Material for this task:
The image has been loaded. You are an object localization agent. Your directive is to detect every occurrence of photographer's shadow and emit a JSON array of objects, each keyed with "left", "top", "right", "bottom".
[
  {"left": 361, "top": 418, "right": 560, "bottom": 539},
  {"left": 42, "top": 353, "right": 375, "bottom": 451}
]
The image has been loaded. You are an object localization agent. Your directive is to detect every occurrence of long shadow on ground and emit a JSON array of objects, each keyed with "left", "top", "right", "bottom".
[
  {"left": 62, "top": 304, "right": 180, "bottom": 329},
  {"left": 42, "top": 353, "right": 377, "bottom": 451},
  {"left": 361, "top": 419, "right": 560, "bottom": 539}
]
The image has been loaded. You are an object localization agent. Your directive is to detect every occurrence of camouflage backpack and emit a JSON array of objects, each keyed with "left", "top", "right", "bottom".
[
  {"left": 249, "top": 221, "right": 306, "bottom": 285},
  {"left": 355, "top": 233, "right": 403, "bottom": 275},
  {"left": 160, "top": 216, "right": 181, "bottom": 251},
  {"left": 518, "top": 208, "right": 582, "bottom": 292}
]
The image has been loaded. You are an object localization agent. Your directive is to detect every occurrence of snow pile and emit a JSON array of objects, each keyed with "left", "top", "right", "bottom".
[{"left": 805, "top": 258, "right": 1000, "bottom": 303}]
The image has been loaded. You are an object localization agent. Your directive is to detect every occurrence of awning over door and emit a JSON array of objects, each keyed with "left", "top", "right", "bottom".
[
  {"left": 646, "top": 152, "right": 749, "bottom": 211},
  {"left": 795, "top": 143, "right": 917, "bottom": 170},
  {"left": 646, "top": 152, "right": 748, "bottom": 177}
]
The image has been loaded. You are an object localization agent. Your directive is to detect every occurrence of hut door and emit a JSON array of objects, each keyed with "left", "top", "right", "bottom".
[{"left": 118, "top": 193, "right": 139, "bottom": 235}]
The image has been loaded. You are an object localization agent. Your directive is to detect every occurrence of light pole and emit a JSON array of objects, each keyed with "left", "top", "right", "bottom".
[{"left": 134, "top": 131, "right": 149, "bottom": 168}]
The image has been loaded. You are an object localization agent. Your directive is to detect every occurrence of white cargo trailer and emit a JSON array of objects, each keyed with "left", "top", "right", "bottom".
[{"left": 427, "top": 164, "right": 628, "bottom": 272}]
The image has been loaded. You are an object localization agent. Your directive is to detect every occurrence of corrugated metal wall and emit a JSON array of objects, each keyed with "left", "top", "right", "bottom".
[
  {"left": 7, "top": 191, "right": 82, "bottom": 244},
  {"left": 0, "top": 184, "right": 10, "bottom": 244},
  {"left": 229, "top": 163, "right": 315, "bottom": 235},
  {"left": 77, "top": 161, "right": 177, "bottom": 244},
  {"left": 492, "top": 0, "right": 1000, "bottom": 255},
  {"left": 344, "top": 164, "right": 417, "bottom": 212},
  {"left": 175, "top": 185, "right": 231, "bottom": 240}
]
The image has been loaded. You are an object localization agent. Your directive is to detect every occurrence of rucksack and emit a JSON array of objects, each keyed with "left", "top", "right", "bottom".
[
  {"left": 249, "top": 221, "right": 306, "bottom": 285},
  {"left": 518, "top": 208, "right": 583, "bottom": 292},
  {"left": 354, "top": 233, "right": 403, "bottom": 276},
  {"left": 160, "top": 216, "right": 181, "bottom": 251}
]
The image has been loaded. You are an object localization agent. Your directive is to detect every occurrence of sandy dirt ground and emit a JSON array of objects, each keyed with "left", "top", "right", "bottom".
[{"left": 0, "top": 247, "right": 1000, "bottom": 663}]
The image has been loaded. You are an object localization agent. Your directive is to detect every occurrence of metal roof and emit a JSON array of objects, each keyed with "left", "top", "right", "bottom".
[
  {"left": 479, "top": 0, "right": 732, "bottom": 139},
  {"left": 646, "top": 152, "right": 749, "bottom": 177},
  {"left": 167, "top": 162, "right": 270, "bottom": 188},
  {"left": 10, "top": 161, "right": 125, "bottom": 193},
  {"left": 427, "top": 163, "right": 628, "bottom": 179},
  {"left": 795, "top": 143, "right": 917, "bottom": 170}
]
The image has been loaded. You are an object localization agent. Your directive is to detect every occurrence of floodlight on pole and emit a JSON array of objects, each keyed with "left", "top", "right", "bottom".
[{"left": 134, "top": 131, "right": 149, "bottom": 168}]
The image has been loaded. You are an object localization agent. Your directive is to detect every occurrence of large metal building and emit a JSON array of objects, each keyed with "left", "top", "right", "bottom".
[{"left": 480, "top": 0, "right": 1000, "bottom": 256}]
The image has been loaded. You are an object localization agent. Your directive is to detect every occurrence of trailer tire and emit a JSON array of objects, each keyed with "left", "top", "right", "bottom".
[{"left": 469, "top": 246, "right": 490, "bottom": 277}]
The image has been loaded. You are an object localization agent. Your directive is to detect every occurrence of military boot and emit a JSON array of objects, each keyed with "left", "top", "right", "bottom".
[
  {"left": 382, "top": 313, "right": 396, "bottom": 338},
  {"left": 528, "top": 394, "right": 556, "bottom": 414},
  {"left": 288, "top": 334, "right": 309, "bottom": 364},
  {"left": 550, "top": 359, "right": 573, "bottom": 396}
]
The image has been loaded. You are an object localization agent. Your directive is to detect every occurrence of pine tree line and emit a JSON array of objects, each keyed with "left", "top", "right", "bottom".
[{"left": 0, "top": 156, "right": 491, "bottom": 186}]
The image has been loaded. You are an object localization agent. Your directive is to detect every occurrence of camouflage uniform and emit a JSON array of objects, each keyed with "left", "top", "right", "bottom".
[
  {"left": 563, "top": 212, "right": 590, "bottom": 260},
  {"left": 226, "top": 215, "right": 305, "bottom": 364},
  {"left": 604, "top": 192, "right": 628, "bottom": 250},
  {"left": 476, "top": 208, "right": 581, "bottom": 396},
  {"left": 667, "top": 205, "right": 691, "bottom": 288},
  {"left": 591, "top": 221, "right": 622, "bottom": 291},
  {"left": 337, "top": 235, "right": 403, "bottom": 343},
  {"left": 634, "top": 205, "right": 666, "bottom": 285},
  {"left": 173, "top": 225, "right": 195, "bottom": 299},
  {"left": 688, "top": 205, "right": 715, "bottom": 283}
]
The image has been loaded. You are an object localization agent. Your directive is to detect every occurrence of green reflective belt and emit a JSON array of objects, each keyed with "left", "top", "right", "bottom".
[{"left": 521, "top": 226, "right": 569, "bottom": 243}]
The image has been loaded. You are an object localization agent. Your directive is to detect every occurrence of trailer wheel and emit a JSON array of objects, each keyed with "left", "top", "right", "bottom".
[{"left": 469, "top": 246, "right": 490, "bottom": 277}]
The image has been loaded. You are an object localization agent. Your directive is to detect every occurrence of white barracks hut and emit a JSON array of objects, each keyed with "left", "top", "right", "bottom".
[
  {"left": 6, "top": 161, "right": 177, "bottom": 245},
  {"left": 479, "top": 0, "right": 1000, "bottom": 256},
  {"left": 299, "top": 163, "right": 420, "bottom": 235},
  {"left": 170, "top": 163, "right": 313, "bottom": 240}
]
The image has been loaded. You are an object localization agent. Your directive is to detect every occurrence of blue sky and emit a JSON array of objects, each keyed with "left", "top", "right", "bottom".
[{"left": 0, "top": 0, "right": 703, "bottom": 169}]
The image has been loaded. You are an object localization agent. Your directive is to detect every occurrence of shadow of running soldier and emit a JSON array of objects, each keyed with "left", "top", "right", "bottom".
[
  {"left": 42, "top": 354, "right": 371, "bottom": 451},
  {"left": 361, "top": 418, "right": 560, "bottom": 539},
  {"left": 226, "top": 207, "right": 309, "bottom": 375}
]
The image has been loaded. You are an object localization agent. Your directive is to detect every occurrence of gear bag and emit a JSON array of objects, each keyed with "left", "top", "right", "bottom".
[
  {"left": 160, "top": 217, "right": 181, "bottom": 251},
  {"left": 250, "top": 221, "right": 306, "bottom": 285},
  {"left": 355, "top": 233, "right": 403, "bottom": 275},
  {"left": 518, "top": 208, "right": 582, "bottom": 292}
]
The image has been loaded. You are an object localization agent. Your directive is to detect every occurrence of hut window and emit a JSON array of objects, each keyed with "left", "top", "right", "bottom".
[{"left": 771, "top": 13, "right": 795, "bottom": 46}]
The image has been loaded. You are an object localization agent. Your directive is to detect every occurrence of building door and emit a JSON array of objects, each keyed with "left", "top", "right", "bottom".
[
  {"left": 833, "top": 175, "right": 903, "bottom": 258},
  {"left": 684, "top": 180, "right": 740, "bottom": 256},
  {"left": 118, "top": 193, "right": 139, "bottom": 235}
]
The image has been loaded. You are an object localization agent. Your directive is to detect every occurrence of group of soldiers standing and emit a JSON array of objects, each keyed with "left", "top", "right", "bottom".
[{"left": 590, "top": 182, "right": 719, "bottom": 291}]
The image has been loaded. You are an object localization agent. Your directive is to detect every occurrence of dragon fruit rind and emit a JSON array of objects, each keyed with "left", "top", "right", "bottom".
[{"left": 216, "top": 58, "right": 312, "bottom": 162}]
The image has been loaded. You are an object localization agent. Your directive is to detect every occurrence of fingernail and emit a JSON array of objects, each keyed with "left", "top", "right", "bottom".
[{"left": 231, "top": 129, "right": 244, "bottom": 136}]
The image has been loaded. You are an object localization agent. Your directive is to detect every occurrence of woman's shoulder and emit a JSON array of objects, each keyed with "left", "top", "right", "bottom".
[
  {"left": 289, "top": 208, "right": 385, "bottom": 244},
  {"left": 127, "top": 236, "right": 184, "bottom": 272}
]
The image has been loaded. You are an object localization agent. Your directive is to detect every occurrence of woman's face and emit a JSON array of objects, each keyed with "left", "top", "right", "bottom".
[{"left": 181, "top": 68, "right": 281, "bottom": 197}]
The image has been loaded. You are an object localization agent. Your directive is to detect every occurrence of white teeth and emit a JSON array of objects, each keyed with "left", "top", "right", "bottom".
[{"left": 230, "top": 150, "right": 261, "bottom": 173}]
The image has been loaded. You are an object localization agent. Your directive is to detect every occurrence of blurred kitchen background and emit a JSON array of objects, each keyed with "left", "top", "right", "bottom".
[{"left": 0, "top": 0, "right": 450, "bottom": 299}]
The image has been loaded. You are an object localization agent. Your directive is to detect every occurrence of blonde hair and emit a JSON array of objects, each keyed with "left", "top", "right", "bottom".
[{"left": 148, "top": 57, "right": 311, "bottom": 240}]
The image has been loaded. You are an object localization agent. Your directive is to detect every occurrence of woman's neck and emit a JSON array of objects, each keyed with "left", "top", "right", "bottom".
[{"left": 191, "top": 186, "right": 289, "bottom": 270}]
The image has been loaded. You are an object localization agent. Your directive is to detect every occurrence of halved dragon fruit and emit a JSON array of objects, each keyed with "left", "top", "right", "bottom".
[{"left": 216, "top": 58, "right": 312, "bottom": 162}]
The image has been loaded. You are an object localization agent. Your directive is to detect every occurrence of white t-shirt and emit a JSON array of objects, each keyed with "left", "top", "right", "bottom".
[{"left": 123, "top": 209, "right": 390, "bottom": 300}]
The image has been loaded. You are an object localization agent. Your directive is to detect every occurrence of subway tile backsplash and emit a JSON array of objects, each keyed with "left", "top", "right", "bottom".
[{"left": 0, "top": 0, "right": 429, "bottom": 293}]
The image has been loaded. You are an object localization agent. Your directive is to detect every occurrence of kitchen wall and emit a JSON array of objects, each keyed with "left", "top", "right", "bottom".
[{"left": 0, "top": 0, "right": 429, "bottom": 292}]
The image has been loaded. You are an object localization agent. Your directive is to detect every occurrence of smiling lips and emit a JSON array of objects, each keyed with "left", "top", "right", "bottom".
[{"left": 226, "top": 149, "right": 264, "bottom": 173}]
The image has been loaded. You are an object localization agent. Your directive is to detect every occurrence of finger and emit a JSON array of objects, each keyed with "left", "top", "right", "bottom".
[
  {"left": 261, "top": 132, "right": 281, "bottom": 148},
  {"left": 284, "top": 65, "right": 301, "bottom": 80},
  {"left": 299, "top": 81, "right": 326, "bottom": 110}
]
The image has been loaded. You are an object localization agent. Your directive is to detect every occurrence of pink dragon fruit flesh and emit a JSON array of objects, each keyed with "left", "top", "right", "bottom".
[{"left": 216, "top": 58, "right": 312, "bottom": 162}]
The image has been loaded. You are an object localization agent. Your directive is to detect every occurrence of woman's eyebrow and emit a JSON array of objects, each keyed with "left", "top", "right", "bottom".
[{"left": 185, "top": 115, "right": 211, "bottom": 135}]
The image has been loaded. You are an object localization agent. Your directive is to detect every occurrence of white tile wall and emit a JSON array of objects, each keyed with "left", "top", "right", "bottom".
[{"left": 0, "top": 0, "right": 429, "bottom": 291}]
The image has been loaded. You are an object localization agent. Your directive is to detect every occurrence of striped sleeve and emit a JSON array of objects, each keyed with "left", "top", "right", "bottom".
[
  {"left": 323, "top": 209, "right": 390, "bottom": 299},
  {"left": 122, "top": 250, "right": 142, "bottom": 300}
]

Objective: List every line of the records above that contains the word "woman", copying each line in full.

Solution below:
The image has been loaded. You are an object localization agent. Your directive is to detect every occurrence of woman's shoulder and emit a JSON array of objects, each keyed with "left", "top", "right", "bottom".
The image has been loaded. You are an object localization agent. Your directive is to detect every occurrence of woman's face and emit a JSON array of objects, each keyed with "left", "top", "right", "bottom".
The image has been loaded. You are an object localization agent. Your directive is to detect every occurrence of woman's neck and emit a JSON array of objects, each keyed with "left", "top", "right", "bottom".
The image has been loaded. You are an object localization agent. Your directive is to detect every occurrence of woman's eyebrow and emit a JSON array of objects, each keyed with "left", "top", "right", "bottom".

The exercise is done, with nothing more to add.